TASK DETAILS |
Where a picture appears, leave it out, and transcribe all the lines below exactly.

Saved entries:
_ _ _ _ _

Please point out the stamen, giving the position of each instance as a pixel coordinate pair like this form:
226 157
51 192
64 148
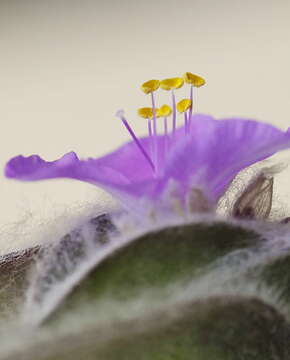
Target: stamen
120 114
165 111
182 106
148 88
172 84
194 81
147 113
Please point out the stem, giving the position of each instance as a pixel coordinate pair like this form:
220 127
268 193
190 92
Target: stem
155 149
137 142
150 136
173 113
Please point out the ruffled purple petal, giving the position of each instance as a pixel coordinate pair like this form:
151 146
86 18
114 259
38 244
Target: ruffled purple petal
216 150
34 168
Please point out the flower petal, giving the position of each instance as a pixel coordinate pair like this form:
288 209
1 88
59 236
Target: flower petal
69 166
216 150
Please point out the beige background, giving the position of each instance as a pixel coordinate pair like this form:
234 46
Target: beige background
67 66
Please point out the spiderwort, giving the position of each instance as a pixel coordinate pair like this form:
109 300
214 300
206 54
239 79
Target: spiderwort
200 158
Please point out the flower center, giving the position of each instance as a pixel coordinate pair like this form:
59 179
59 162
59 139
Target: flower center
152 113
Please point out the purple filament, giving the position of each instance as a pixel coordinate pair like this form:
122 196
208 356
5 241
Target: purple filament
137 142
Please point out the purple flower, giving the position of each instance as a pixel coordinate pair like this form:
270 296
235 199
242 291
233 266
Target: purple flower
204 154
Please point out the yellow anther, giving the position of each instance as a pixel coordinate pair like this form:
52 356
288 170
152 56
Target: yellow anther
164 111
146 113
193 79
150 86
171 84
183 105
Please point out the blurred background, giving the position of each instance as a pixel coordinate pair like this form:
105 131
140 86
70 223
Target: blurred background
66 66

_ _ _ _ _

RESULT |
Please point out the stamen, giving the position of each instance as a pixel coordinate pair like this form:
226 157
51 192
64 148
Target: stamen
120 114
165 111
182 106
148 88
172 84
194 81
147 113
Please point out the stem, giving the position of each instance as a pixel coordinate pair like this form:
220 127
268 193
190 92
Target: stem
155 149
137 142
150 136
173 113
Please point out the ruffled purple petal, giving the position of each instance as a pixel coordinate pair like this form:
151 146
86 18
114 259
38 244
Target: ruffled purple petal
216 150
34 168
Please point out the flower petal, giving the position of each instance as a pixel coordinate pair like this form:
288 209
1 88
59 236
Target: flower petal
69 166
216 150
Please point out the beige background, giving the position of each instance as a pixel coordinate pair like this form:
234 46
Target: beige background
67 66
Please point out the spiderwort, giving the position of each instance as a pixel coordinate pair like this form:
109 300
214 300
206 54
239 79
Target: spiderwort
200 158
Please point out the flower center, giving the position of each instance as a pixel coordinate pair like this form:
59 179
59 162
59 139
Target: flower center
152 113
Please point out the purple filament, giving the position of each instance as a pixel coordinate pair like this form:
122 196
208 356
5 241
Target: purple filament
137 142
Please point out the purple flower, giving the position of each instance as a pixel coordinate pair like this form:
270 296
235 199
242 291
233 266
Target: purple flower
204 154
Please point out the yellow anther, giving the position of each instance as a pixel coordinate pair like this form:
52 356
288 170
152 56
Target: yellow anther
164 111
146 113
193 79
150 86
171 84
183 105
Please point out the blurred background, giving the position of each instance as a pixel coordinate pair like this form:
105 131
140 86
70 223
Target: blurred background
66 66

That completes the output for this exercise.